» **Instructions for the task**:
Reproduce only the part of the entries below that opens with the line containing "Exercise. Mark the bucket" and closes with the line containing "point(389, 86)", requests included. Scale every coordinate in the answers by 2.3, rounding to whole numbers with halves going up.
[BEGIN Records to process]
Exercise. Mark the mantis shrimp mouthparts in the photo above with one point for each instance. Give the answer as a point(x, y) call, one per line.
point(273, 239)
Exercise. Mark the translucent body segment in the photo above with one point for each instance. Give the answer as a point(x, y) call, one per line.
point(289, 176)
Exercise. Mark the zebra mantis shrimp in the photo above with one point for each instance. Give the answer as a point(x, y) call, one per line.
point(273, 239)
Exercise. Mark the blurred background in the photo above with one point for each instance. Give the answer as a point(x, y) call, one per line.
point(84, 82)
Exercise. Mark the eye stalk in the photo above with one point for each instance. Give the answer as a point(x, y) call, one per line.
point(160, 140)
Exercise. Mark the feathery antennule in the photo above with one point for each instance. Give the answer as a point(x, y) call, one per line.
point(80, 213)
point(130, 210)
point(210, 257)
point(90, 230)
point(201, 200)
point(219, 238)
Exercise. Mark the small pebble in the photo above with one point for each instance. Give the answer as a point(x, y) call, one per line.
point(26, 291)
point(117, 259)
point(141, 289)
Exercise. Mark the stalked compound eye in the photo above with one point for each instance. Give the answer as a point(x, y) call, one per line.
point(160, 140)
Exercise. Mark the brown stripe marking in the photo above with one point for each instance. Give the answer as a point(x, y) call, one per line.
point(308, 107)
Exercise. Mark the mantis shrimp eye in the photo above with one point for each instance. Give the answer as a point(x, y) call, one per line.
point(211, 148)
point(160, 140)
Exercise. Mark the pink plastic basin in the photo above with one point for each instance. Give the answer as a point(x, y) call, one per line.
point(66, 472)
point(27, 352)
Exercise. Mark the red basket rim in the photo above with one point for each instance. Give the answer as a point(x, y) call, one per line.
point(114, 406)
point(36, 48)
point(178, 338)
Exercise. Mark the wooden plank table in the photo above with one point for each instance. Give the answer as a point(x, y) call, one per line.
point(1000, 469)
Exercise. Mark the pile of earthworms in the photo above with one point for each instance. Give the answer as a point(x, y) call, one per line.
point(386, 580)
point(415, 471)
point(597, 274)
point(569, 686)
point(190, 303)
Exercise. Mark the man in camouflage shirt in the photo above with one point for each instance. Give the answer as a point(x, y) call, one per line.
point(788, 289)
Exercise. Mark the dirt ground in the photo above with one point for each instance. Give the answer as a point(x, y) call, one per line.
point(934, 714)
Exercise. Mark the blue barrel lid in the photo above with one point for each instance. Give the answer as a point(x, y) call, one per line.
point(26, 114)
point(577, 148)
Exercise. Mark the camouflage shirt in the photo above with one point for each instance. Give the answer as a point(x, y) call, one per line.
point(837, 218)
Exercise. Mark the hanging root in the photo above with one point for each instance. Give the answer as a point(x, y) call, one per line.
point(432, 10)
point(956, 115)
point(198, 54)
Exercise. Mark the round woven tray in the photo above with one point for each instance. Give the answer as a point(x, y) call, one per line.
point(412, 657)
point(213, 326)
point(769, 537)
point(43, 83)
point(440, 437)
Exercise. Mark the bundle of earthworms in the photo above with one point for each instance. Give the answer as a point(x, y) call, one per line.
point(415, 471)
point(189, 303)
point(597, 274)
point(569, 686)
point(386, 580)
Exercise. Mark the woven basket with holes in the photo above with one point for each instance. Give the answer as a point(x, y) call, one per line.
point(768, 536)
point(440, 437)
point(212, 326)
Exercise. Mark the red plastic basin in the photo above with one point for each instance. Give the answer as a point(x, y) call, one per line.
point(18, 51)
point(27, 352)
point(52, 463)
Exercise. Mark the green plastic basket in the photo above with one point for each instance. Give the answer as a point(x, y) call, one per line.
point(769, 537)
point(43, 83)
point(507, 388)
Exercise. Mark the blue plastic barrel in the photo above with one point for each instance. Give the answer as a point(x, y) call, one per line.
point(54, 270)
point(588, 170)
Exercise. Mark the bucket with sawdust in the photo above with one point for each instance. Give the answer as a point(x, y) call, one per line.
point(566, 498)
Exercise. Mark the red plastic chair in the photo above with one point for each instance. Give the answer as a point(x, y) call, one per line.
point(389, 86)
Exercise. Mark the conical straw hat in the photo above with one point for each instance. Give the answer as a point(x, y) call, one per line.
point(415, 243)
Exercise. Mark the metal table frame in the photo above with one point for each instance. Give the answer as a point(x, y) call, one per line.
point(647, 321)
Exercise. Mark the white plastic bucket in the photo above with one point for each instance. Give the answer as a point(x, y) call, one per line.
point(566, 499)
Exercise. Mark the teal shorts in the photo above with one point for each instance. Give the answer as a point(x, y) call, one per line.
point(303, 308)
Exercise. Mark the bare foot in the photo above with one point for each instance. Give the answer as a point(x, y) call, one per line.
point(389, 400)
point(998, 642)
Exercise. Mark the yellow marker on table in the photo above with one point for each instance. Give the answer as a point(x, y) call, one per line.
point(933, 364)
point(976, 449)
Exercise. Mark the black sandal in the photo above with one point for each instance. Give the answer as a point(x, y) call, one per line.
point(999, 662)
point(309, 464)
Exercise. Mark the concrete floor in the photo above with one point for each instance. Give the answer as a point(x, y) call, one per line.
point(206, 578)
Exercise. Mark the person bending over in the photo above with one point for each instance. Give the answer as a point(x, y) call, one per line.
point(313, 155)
[END Records to process]
» **Full response**:
Exercise. Mark the bucket with sawdust in the photo above with one point for each instance. Give the answer as a point(x, y) call, one per line.
point(1302, 1145)
Exercise. Mark the red plastic chair in the photo above with one point for each instance. Give the answer as a point(x, y) call, one per line.
point(895, 198)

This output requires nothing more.